- [ABOUT THIS TASK]
Wherever the string "seed" appears in the entries below, return the line that holds it.

------

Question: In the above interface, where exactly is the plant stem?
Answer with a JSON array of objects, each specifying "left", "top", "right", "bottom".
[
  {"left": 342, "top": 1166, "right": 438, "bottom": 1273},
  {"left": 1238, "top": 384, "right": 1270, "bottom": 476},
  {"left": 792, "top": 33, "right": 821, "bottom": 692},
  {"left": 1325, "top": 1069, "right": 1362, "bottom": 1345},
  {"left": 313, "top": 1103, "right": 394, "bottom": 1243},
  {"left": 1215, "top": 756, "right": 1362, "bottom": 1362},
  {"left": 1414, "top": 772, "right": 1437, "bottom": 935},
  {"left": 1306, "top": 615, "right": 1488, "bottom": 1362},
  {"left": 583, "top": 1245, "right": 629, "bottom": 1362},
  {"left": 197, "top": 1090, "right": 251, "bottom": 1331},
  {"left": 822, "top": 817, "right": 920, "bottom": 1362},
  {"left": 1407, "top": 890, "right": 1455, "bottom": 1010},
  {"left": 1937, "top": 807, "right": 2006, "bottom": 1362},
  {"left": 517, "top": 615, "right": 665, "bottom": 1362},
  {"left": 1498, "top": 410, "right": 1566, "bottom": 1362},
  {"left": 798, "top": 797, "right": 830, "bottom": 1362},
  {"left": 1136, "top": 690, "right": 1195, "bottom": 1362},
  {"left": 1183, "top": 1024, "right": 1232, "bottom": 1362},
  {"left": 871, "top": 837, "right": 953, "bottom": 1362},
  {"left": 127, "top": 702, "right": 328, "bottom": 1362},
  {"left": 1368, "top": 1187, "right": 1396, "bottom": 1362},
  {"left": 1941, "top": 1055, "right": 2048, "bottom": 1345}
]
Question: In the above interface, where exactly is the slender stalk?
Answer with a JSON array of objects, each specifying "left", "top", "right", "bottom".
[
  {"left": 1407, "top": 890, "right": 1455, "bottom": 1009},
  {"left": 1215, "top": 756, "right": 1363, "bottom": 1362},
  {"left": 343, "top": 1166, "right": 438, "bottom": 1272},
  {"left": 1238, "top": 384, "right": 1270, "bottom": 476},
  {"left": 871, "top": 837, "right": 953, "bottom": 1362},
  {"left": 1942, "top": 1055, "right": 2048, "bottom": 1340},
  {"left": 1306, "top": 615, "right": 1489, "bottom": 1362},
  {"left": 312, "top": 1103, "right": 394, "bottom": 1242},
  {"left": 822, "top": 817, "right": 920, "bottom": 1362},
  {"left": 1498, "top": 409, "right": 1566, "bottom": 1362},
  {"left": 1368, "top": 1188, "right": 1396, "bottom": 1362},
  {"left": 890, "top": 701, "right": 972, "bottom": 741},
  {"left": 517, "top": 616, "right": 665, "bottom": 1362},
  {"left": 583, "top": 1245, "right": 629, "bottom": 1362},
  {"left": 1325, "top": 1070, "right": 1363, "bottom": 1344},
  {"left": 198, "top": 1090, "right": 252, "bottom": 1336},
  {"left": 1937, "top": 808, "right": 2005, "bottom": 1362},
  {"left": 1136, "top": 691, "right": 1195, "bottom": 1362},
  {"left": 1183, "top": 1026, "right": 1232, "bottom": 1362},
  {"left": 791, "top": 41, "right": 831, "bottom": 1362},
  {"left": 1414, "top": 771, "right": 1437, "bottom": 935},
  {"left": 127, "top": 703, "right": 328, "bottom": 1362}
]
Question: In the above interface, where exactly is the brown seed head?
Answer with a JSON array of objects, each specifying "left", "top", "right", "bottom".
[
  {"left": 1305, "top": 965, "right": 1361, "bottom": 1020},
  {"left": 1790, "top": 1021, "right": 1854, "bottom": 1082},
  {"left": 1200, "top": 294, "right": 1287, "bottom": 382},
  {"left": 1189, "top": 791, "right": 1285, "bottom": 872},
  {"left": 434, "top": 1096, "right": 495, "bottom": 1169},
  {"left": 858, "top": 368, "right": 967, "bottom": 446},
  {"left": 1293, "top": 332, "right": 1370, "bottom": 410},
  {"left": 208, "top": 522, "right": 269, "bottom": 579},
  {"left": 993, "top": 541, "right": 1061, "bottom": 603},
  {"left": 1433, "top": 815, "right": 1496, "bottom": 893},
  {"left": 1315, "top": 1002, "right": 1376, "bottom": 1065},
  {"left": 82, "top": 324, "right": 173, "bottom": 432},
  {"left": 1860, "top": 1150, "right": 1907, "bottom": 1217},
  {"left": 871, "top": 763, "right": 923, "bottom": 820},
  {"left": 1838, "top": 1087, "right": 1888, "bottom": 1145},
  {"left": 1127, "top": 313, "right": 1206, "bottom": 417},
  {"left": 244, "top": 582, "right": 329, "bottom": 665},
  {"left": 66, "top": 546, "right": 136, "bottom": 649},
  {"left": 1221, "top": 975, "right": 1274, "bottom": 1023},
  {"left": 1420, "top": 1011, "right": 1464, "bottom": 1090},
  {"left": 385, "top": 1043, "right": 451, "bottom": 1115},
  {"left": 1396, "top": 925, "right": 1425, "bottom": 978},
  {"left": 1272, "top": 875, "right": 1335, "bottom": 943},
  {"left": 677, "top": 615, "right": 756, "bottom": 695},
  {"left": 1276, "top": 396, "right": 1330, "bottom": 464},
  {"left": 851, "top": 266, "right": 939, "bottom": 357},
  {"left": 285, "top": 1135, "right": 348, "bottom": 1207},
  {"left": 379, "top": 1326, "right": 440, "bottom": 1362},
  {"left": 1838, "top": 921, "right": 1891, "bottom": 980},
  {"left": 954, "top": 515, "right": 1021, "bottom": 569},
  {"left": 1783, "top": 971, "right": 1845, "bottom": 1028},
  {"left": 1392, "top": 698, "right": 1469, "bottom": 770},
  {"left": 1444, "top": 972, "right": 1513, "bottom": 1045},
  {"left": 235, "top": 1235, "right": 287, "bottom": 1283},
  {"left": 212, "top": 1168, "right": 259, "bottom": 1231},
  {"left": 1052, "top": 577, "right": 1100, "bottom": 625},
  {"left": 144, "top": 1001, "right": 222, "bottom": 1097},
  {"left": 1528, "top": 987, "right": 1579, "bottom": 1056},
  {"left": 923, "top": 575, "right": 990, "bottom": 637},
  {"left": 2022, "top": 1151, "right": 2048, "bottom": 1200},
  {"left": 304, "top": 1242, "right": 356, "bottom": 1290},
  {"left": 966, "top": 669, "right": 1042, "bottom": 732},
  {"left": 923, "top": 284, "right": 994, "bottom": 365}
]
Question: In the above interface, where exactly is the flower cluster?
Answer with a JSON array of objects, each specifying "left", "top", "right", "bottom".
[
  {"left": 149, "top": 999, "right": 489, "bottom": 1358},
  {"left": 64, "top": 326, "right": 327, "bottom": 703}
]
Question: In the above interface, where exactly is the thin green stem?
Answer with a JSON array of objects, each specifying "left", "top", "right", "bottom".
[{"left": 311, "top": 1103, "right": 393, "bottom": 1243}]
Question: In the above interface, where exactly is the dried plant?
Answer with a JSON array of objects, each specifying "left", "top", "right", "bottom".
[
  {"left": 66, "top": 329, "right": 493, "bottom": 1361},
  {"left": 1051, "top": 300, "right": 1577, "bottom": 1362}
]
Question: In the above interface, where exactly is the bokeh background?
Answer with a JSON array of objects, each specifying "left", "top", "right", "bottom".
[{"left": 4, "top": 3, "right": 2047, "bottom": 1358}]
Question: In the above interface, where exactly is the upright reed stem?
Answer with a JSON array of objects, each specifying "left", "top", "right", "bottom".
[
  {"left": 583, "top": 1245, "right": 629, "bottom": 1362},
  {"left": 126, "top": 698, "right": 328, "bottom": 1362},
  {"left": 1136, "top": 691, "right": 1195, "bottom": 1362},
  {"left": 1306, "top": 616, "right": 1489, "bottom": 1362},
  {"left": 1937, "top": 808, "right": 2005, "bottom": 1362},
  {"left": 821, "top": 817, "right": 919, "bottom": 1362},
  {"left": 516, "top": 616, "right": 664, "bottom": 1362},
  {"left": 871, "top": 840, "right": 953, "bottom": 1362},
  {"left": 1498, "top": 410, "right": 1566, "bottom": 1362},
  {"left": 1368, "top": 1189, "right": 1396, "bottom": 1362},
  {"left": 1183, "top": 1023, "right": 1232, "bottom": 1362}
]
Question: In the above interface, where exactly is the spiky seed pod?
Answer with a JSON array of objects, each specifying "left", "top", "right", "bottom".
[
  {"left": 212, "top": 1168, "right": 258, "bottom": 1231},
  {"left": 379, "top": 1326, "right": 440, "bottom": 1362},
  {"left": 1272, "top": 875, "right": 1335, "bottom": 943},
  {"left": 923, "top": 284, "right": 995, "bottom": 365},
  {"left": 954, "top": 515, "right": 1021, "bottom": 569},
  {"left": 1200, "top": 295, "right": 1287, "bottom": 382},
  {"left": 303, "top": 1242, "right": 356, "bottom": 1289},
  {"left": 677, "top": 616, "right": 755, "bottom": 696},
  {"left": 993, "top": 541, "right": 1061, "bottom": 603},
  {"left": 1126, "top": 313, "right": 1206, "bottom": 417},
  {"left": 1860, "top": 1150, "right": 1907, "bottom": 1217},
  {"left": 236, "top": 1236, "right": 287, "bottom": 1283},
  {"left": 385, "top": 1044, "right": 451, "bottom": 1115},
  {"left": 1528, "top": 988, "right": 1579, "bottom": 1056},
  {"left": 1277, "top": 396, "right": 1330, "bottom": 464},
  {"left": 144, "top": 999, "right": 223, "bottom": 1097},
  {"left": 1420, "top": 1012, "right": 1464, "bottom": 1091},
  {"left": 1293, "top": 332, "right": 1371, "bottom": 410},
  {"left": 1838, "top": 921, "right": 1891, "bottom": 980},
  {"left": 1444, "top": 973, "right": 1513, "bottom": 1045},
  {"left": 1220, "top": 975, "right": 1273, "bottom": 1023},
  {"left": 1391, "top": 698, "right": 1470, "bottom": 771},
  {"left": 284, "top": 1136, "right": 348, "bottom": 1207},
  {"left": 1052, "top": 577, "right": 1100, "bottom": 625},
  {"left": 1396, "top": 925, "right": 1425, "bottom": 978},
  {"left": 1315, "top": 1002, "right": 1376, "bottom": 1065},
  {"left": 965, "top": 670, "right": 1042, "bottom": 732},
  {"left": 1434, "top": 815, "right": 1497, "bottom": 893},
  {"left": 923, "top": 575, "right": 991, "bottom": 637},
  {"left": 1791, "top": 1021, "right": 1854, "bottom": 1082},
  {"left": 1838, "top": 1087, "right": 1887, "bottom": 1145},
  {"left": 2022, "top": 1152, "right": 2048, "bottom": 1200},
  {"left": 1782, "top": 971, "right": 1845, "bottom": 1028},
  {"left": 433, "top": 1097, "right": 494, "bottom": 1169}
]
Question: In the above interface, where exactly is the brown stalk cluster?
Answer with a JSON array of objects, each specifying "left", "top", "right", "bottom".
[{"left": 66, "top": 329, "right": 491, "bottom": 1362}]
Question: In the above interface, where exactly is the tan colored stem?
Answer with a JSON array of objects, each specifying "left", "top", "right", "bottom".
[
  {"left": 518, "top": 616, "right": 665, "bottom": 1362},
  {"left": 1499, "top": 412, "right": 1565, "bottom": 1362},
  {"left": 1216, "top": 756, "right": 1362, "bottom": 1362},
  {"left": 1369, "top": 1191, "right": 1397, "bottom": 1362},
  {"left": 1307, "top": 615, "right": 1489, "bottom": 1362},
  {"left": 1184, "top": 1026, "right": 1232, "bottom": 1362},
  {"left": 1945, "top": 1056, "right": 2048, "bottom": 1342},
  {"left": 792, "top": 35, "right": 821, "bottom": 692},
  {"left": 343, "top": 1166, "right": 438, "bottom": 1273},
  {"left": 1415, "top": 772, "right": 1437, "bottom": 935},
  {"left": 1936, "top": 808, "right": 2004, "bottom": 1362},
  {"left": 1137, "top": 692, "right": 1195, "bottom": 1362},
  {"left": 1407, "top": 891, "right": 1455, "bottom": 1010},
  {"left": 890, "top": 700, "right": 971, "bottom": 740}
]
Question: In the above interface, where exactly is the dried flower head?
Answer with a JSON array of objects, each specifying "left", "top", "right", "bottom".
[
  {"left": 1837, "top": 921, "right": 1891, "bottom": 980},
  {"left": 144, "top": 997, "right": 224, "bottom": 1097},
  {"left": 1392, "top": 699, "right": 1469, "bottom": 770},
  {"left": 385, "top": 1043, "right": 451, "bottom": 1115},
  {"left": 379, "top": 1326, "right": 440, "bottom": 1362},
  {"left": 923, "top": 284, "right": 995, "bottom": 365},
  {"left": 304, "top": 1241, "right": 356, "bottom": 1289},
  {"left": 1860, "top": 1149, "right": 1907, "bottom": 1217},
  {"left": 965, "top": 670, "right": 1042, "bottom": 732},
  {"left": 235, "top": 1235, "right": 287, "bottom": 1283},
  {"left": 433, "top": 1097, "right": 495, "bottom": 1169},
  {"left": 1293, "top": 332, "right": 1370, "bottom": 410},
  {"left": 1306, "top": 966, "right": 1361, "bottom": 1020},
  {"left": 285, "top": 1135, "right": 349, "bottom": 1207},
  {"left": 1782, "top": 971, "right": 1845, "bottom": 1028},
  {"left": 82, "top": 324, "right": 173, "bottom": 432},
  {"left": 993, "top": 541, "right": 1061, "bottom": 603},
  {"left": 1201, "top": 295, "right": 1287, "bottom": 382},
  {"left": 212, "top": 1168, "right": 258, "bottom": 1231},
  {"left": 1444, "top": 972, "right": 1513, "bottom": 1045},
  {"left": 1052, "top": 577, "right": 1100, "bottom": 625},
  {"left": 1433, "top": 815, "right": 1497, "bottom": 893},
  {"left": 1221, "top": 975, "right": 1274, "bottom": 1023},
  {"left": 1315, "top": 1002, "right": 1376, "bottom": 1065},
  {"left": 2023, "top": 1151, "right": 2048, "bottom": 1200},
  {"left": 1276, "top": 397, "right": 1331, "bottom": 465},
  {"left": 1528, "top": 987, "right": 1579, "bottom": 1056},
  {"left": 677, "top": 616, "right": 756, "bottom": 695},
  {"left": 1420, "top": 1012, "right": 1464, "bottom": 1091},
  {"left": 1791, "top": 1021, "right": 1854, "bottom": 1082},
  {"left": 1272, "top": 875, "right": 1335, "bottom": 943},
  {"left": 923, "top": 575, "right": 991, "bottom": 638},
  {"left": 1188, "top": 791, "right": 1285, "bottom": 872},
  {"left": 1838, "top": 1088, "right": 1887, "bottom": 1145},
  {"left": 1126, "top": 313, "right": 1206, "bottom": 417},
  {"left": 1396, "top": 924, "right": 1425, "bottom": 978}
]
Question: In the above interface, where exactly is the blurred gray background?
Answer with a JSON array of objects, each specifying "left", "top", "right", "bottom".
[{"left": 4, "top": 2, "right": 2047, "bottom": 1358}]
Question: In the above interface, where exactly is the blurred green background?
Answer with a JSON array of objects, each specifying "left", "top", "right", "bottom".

------

- [RESULT BELOW]
Question: In the above interface, where exactly is the brown seed head?
Question: In the above interface, where exactly is the spiky seed pod?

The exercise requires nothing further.